**Task directions**. Which lines in the data below contain the word "target"? Return each of them.

**Available data**.
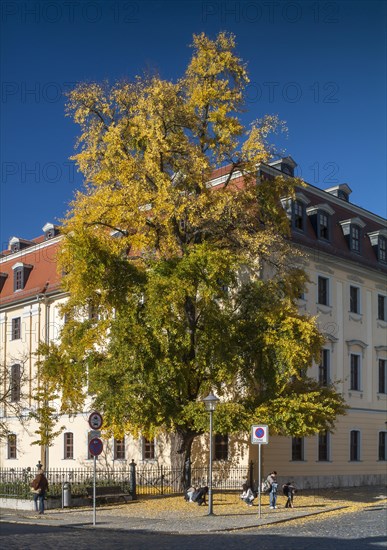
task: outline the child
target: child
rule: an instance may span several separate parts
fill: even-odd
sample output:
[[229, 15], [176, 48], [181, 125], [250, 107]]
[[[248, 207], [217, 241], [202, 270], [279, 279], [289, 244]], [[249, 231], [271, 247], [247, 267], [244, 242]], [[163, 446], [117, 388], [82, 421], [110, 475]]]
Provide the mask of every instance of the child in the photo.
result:
[[247, 483], [244, 483], [242, 485], [242, 489], [243, 489], [243, 493], [241, 494], [241, 499], [243, 500], [243, 502], [247, 504], [247, 506], [252, 506], [253, 500], [254, 500], [253, 491], [250, 489]]
[[196, 487], [194, 485], [192, 485], [192, 487], [190, 487], [186, 493], [186, 500], [188, 502], [193, 502], [192, 500], [192, 497], [193, 497], [193, 494], [194, 492], [196, 491]]
[[282, 485], [282, 491], [287, 497], [285, 508], [293, 508], [293, 497], [294, 493], [296, 492], [296, 488], [294, 487], [292, 482], [288, 481], [287, 483], [285, 483], [285, 485]]
[[199, 487], [199, 489], [197, 489], [191, 499], [192, 499], [192, 502], [196, 502], [199, 506], [201, 506], [202, 504], [206, 504], [206, 495], [208, 493], [208, 487]]

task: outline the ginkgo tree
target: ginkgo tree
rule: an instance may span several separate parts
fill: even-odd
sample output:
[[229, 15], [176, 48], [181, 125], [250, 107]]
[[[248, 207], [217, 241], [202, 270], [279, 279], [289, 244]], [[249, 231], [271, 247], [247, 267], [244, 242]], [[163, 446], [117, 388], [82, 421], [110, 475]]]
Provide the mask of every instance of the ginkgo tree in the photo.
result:
[[69, 94], [85, 183], [63, 225], [67, 322], [41, 349], [63, 412], [82, 410], [87, 387], [108, 433], [167, 433], [175, 465], [208, 429], [210, 390], [218, 433], [260, 421], [304, 436], [345, 409], [306, 375], [323, 338], [297, 309], [306, 275], [280, 201], [302, 182], [257, 180], [284, 126], [242, 123], [249, 79], [232, 35], [194, 36], [192, 49], [176, 82]]

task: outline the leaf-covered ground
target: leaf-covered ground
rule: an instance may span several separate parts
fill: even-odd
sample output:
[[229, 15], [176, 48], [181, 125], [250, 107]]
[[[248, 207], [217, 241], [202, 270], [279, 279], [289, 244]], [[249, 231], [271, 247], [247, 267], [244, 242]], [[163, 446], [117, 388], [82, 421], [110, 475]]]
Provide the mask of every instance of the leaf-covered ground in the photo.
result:
[[[294, 498], [294, 507], [297, 510], [313, 512], [326, 509], [327, 514], [342, 514], [356, 511], [365, 506], [387, 503], [387, 491], [384, 487], [353, 487], [344, 489], [301, 491]], [[286, 499], [278, 496], [277, 510], [270, 510], [268, 495], [262, 495], [261, 512], [266, 514], [280, 514], [285, 510]], [[254, 506], [248, 507], [241, 500], [239, 493], [214, 493], [214, 513], [217, 515], [257, 514], [258, 499]], [[330, 508], [340, 508], [329, 512]], [[199, 517], [208, 513], [207, 506], [198, 506], [188, 503], [182, 496], [169, 497], [140, 497], [125, 505], [102, 506], [104, 515], [141, 517], [141, 518], [170, 518], [171, 514], [178, 517]], [[291, 510], [289, 510], [291, 513]], [[327, 517], [324, 514], [324, 517]], [[312, 516], [316, 520], [316, 516]], [[308, 521], [308, 518], [297, 521]]]

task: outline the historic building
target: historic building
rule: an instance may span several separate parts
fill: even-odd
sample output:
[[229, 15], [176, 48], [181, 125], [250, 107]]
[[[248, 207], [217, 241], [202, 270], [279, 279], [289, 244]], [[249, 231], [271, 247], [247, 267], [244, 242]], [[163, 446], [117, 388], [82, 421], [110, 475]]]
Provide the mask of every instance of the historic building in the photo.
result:
[[[261, 167], [293, 175], [290, 157]], [[387, 460], [386, 220], [350, 202], [347, 184], [300, 188], [283, 199], [292, 240], [305, 253], [309, 283], [300, 309], [316, 315], [326, 337], [312, 374], [337, 382], [349, 406], [334, 433], [270, 439], [265, 469], [300, 486], [377, 484]]]
[[[280, 173], [292, 176], [291, 157], [261, 165], [259, 178]], [[209, 182], [222, 185], [227, 171], [218, 170]], [[241, 175], [236, 174], [236, 178]], [[335, 433], [308, 438], [269, 437], [263, 449], [263, 469], [275, 469], [281, 479], [292, 478], [300, 487], [376, 484], [386, 477], [387, 460], [387, 230], [386, 221], [350, 202], [346, 184], [321, 190], [299, 188], [295, 200], [286, 197], [294, 246], [304, 252], [309, 275], [300, 297], [302, 311], [316, 315], [326, 343], [321, 361], [312, 367], [322, 385], [337, 382], [348, 414], [339, 419]], [[10, 434], [0, 444], [0, 466], [49, 467], [90, 464], [88, 442], [93, 437], [87, 419], [90, 410], [72, 418], [61, 417], [63, 430], [42, 452], [31, 445], [36, 439], [28, 413], [36, 403], [36, 349], [38, 341], [55, 341], [63, 323], [59, 306], [66, 299], [60, 288], [56, 253], [58, 228], [46, 224], [44, 235], [33, 241], [12, 238], [0, 258], [0, 357], [2, 394], [0, 421], [7, 420]], [[25, 422], [15, 416], [21, 405]], [[2, 418], [1, 418], [2, 417]], [[215, 460], [247, 464], [256, 461], [257, 447], [234, 437], [215, 437]], [[197, 441], [193, 450], [200, 453]], [[105, 442], [103, 460], [110, 463], [166, 463], [168, 443], [157, 439]], [[203, 456], [202, 456], [203, 458]]]
[[0, 421], [10, 433], [0, 446], [0, 465], [32, 466], [46, 462], [36, 439], [29, 413], [36, 407], [36, 355], [40, 341], [58, 337], [58, 305], [64, 299], [57, 273], [59, 231], [53, 224], [44, 235], [27, 241], [13, 237], [0, 258]]

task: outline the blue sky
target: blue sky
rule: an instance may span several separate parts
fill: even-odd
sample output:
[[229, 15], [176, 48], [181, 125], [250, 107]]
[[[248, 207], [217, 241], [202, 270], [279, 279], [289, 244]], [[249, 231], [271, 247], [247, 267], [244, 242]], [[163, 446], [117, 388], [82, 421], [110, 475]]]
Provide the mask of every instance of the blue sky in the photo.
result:
[[58, 222], [82, 176], [63, 94], [147, 69], [178, 78], [192, 35], [228, 30], [248, 63], [246, 123], [287, 121], [298, 175], [347, 183], [386, 216], [386, 3], [383, 1], [6, 1], [1, 10], [2, 248]]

**Answer to the problem**.
target: child
target: ginkgo tree
target: leaf-covered ground
target: historic building
target: blue sky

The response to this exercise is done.